## Excerpt to read
# size comparison



## DAC8671 (Aug 10, 2009)

Here are a few pics of Ralph (4 1/2 yrs, 15lbs) with my 3 1/2 yr old son for a good size comparison.


----------



## Isa (Aug 10, 2009)

Awww very nice pictures 
It seems like your son really loves Ralph, they both look adorable 
Ralph is getting big 
Thanks for sharing!


----------



## Stazz (Aug 10, 2009)

Awwww how cute !!! Ralph is so lovely looking, he seems to love your son too  Nice bonding time hehehe. Your son is also so cute !!


----------



## dmmj (Aug 10, 2009)

I am reminded of that old saying " it's not the size of your tortoise, but how you use it"


----------



## DAC8671 (Aug 11, 2009)

It's funny because in the last picture, I told my son to look up at me. Ralph seemed to do the same...bringing his head out and up some just for the picture.

I'm surprised, though, that my son still trusts Ralph. About a month or so ago Ralph bit his finger. BUT it wasn't Ralph's fault. My son was feeding him a flower and got his fingers a little too close.

My kids LOVE Ralph. They also love our RES, Girly Gunther, which we now call Frau Gunther. 

I love to watch people's reactions when they are walking by. If Ralph is out of his enclosure, the people are just walking...walking...walking, then stop dead in their tracks. Not really expecting a tort of that size in someone's backyard. I had one lady tell me she thought it was a remote control tortoise. hahahaha


----------



## Stazz (Aug 11, 2009)

Hahahaha remote control tortoise!!! Now I've heard it all haha. Too funny.


----------



## Crazy1 (Aug 11, 2009)

Debbie your pics are adorable. Kids are so forgiving. But I did notice he had his hand away from Ralphs mouth . Both Ralph and your son are very sweet and I especially love the last pic.


----------



## ChiKat (Aug 11, 2009)

Great pics, thanks for sharing!! Both Ralph and your son are adorable  So sweet!


----------



## Maggie Cummings (Aug 11, 2009)

Ralph is just beautiful. His growth is nice and his color is spectacular. You should be very proud of yourself!


----------

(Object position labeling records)
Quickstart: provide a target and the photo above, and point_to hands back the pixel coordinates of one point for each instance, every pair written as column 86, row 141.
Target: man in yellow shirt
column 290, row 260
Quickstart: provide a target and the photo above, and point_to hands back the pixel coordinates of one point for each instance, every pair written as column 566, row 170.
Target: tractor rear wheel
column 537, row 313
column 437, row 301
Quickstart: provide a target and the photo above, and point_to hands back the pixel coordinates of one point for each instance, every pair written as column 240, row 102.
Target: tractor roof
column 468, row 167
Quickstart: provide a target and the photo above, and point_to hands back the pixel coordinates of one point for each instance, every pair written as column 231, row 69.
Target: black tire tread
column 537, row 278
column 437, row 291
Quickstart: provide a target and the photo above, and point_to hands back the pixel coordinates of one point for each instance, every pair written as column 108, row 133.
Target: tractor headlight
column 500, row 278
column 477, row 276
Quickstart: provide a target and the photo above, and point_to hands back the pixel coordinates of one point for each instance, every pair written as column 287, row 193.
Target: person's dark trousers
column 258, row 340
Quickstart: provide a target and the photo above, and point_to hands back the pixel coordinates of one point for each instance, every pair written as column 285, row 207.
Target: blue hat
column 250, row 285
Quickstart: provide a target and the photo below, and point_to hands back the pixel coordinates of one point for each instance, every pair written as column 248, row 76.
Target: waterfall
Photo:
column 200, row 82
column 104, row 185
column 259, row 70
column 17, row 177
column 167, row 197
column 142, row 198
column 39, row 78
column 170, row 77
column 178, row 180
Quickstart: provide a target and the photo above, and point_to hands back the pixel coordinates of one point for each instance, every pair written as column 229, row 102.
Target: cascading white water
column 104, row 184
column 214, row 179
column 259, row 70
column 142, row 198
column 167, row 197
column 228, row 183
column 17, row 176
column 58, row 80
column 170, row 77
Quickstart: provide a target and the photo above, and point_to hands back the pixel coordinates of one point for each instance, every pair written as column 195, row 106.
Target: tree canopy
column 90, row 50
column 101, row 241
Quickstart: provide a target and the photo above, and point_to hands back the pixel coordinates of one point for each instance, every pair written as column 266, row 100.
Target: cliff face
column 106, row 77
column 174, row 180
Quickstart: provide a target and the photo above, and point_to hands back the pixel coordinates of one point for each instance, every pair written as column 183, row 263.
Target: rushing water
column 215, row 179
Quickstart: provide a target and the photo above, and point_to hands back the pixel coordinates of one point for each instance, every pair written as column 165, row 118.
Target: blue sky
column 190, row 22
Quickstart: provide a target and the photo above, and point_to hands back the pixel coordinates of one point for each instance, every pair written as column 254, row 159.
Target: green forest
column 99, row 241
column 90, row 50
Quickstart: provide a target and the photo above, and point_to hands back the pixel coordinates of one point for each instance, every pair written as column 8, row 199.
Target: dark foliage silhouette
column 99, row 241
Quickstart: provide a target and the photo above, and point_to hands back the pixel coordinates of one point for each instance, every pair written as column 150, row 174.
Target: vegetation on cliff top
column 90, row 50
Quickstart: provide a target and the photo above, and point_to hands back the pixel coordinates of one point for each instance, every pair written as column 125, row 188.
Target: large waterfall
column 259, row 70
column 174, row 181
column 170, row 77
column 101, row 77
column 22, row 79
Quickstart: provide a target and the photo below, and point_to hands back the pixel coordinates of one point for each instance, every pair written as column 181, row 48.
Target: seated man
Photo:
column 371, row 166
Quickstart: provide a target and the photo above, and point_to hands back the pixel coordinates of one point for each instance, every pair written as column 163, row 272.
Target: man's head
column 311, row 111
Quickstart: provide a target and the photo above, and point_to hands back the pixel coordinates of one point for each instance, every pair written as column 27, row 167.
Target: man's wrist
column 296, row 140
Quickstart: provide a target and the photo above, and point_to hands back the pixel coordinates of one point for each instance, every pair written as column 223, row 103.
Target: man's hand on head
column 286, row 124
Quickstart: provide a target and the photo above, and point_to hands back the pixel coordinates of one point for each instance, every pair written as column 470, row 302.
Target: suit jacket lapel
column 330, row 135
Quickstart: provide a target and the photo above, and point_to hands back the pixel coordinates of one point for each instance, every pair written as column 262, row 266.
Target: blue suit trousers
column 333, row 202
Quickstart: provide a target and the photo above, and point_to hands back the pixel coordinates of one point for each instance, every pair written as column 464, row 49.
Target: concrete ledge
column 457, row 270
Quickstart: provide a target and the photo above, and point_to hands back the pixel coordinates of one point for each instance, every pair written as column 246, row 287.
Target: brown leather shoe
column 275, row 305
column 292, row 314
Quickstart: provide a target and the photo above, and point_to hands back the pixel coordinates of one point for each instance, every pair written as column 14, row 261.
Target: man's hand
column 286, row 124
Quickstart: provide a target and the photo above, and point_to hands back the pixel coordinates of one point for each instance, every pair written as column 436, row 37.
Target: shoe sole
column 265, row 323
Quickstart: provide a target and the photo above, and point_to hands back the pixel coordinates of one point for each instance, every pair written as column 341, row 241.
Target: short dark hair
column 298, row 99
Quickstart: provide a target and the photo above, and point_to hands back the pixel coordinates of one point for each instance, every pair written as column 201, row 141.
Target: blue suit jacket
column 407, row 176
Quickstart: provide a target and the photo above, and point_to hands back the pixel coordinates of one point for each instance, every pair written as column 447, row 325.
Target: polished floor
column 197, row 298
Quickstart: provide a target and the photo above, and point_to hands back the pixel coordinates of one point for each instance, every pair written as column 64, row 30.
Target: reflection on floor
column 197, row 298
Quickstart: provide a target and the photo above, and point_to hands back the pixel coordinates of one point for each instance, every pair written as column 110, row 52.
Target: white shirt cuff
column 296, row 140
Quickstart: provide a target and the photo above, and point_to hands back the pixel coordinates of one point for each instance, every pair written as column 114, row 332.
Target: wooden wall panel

## Exercise tasks
1. For each statement about the size comparison thread, answer yes or no and quote the words that decide it. (a) Ralph was four and a half years old when the pictures were taken. (b) DAC8671 blamed Ralph for biting the son's finger. (c) A passerby thought Ralph was a remote control tortoise.
2. Translate this sentence from the size comparison thread into Spanish: "My son was feeding him a flower and got his fingers a little too close."

## Results for the exercise
1.
(a) Yes: "Ralph (4 1/2 yrs, 15lbs)"
(b) No: "BUT it wasn't Ralph's fault."
(c) Yes: "I had one lady tell me she thought it was a remote control tortoise."

2. Mi hijo le estaba dando de comer una flor y acercó los dedos un poco demasiado.